--- SOURCE RECORDS ---

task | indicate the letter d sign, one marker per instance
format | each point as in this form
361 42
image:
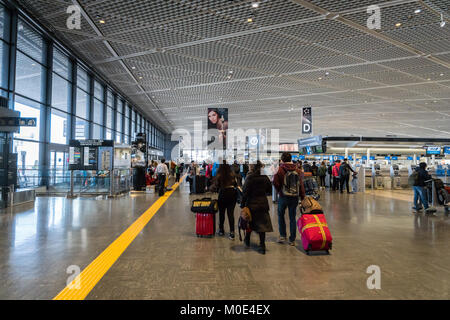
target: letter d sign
306 120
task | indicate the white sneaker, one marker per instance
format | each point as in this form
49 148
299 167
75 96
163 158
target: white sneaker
281 239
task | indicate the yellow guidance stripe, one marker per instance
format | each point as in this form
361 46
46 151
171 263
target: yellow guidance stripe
90 276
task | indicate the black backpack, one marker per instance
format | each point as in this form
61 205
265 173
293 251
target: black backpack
344 170
291 184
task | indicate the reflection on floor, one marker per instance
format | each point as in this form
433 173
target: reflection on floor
167 260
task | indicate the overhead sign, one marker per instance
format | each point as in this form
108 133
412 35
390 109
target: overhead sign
310 142
447 150
17 122
306 120
433 150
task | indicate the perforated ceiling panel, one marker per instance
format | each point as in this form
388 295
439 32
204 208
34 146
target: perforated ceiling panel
265 61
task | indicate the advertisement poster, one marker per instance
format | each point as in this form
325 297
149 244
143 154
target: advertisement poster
217 128
86 157
306 120
104 158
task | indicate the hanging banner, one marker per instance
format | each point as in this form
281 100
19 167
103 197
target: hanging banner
306 120
217 128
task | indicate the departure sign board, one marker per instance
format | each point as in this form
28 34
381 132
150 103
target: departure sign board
84 154
433 150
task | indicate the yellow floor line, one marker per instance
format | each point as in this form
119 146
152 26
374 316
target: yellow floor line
92 274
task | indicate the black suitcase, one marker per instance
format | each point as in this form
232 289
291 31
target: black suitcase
200 184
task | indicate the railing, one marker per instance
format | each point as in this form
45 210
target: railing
59 181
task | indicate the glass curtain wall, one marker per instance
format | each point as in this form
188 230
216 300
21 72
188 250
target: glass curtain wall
44 81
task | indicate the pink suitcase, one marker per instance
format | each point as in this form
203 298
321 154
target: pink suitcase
205 224
315 233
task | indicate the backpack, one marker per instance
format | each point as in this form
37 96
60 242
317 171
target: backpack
413 178
244 221
344 170
291 184
310 206
322 171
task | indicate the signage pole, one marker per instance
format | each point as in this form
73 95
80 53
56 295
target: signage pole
71 185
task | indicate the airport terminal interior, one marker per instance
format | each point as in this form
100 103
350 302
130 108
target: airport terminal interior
116 117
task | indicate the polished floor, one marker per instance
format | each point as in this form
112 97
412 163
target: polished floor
167 261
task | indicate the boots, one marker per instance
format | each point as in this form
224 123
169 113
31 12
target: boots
247 240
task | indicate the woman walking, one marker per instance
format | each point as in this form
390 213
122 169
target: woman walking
255 190
322 172
225 183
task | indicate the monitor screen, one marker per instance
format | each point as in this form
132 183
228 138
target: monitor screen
433 150
318 149
447 150
289 147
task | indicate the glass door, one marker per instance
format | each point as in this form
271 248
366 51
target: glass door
59 175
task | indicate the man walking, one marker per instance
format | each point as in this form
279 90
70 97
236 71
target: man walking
162 171
419 189
344 175
288 182
335 172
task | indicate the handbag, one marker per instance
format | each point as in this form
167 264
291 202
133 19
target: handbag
239 194
204 205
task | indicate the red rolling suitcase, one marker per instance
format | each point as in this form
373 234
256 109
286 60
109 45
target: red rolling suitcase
205 224
315 233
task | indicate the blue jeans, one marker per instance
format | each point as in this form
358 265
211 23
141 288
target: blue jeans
419 192
291 203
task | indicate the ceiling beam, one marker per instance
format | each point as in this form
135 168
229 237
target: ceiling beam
376 34
167 125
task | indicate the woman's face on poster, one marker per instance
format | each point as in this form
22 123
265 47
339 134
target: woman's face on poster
213 117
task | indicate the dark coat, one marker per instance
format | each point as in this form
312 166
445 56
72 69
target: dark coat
423 176
255 190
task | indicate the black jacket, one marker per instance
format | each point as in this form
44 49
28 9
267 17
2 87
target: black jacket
423 176
343 172
255 191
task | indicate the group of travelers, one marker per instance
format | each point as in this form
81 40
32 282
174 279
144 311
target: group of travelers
159 173
252 185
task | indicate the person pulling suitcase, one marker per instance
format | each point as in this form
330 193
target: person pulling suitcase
162 171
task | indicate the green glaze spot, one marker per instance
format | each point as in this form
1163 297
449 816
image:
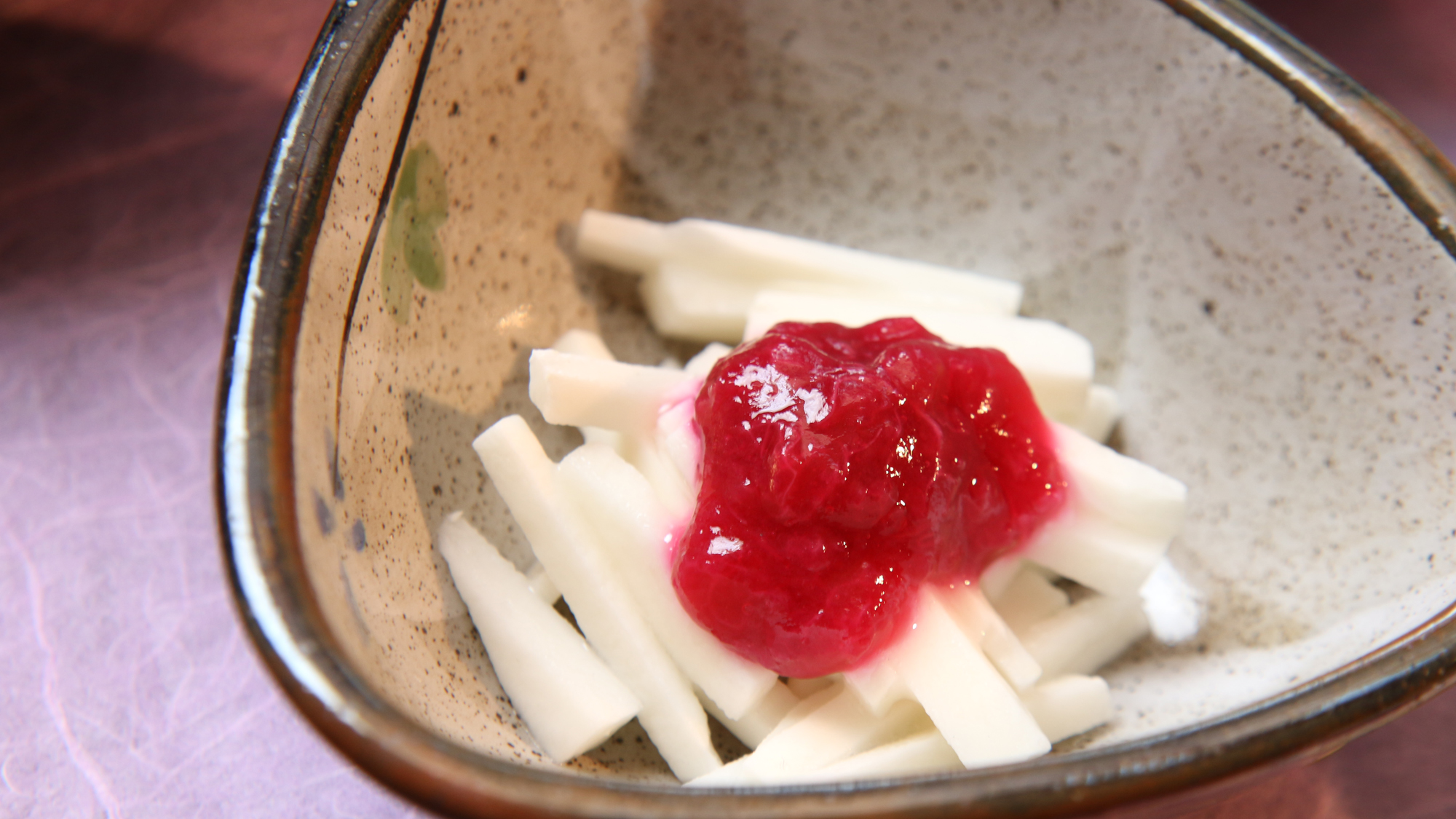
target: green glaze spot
413 250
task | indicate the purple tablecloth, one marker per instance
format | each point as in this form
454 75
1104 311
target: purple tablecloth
135 133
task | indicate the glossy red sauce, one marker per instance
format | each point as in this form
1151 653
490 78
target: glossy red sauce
842 468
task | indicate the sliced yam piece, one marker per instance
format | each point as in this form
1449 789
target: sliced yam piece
1056 362
925 752
1069 704
700 277
703 363
582 391
1000 574
541 585
583 343
809 687
1171 605
687 302
1096 553
625 242
877 684
836 729
976 710
679 440
1122 488
621 506
592 346
1085 636
1101 413
979 621
663 474
774 257
644 247
598 596
761 719
804 707
1030 596
570 700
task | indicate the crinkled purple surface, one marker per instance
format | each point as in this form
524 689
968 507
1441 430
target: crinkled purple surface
135 135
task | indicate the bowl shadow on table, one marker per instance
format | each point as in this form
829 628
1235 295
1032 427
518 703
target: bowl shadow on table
127 157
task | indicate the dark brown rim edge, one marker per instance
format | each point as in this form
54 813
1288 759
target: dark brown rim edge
254 483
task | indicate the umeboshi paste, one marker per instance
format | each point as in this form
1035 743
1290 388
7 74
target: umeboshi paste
842 470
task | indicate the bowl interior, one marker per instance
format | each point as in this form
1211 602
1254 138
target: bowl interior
1278 324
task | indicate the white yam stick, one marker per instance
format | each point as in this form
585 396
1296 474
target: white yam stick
1085 636
1171 605
541 585
1096 553
662 471
809 687
570 700
976 617
1101 413
689 304
644 247
1119 519
877 684
976 710
681 442
705 359
583 343
592 346
601 602
1000 574
838 729
1056 362
618 502
1120 488
700 277
1069 704
590 392
1030 598
803 708
761 719
925 752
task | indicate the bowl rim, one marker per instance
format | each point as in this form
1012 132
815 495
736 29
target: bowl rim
254 488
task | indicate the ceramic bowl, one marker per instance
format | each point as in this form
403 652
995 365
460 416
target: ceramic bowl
1262 256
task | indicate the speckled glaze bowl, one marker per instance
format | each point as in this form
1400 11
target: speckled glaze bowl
1262 256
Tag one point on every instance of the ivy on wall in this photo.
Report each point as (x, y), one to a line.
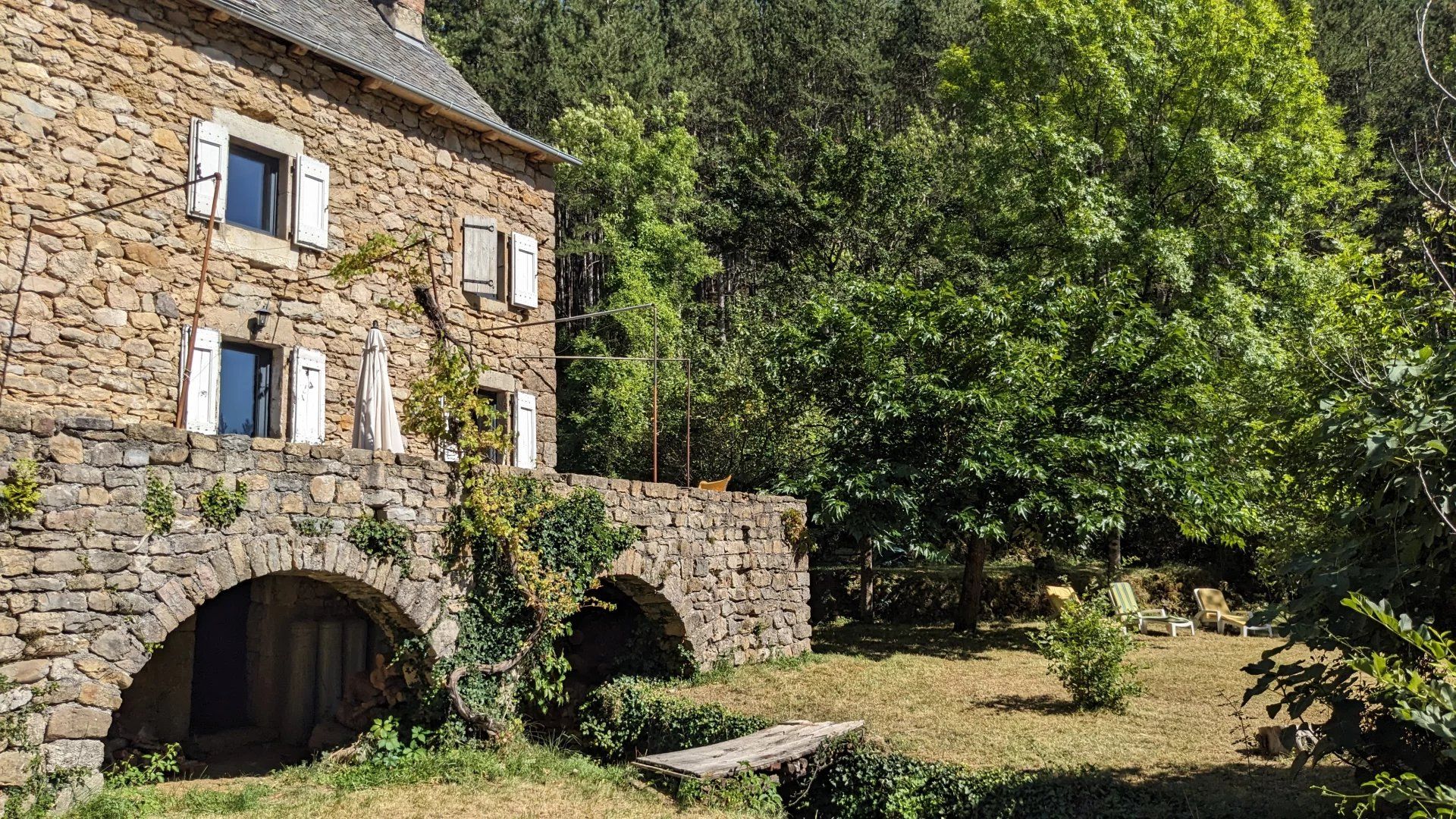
(532, 554)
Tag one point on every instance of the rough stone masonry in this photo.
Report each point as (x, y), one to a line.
(89, 592)
(96, 105)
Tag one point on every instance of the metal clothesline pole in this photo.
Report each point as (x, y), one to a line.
(688, 394)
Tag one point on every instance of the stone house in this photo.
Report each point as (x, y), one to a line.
(328, 123)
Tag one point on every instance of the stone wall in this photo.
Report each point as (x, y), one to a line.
(89, 594)
(96, 98)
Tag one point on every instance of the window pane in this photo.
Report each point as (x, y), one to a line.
(253, 190)
(245, 391)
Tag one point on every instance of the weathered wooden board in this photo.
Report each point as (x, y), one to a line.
(761, 751)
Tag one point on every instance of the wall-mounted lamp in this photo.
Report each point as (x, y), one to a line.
(259, 319)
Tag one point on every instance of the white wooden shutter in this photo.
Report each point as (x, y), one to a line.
(523, 270)
(479, 267)
(204, 388)
(209, 155)
(449, 449)
(310, 203)
(308, 395)
(526, 430)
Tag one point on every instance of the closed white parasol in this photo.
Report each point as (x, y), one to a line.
(376, 425)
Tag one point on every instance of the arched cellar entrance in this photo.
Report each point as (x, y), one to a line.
(625, 629)
(261, 676)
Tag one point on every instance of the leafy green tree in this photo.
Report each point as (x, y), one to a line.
(628, 213)
(1161, 167)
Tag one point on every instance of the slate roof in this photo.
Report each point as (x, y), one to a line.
(354, 34)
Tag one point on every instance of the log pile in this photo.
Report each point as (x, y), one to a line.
(369, 692)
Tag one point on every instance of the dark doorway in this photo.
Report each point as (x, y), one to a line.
(612, 635)
(220, 662)
(246, 391)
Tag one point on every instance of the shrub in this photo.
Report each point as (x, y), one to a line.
(159, 507)
(746, 792)
(854, 779)
(383, 539)
(628, 717)
(221, 507)
(1088, 654)
(20, 491)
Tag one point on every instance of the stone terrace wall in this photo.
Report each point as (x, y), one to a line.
(86, 589)
(96, 99)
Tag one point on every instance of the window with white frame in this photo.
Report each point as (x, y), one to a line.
(234, 388)
(256, 186)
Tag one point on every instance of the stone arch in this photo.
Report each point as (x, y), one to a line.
(398, 604)
(379, 588)
(664, 608)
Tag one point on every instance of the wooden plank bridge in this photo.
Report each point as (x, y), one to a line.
(766, 751)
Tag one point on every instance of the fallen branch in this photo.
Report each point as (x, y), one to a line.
(482, 722)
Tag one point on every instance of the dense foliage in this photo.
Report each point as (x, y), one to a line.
(1163, 278)
(629, 717)
(1088, 653)
(530, 553)
(19, 491)
(383, 539)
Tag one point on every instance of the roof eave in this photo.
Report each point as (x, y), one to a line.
(533, 148)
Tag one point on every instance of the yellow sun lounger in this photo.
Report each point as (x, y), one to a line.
(1213, 611)
(1125, 605)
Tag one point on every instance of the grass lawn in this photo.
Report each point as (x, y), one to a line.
(982, 701)
(522, 780)
(987, 701)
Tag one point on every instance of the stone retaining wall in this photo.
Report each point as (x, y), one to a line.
(89, 594)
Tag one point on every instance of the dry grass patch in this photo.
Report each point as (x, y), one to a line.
(987, 701)
(522, 780)
(487, 800)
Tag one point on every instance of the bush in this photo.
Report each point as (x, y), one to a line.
(1088, 654)
(856, 780)
(221, 507)
(629, 717)
(746, 792)
(383, 539)
(20, 491)
(159, 506)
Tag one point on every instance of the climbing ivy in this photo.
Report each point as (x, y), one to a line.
(20, 491)
(384, 539)
(220, 507)
(532, 554)
(159, 507)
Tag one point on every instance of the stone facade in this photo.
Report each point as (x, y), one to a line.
(91, 594)
(96, 101)
(96, 107)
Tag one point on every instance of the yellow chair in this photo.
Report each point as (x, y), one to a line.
(1213, 611)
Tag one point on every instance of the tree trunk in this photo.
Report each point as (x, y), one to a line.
(973, 582)
(867, 583)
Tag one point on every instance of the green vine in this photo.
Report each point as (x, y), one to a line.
(220, 507)
(159, 507)
(405, 261)
(383, 539)
(310, 526)
(20, 491)
(532, 553)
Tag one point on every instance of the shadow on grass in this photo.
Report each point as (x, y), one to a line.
(1218, 792)
(1038, 703)
(883, 640)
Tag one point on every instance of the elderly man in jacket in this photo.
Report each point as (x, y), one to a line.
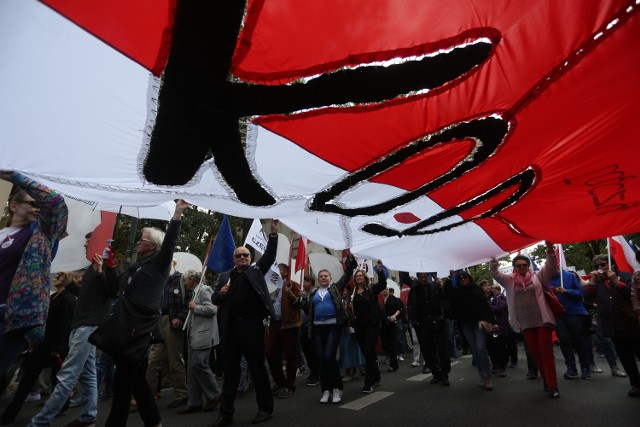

---

## [EXERCISE REQUIREMENTS]
In the records above, count the lines that contain the string "pole", treating uppercase and lowercase as different. Reply with the number alone.

## [RESPONSE]
3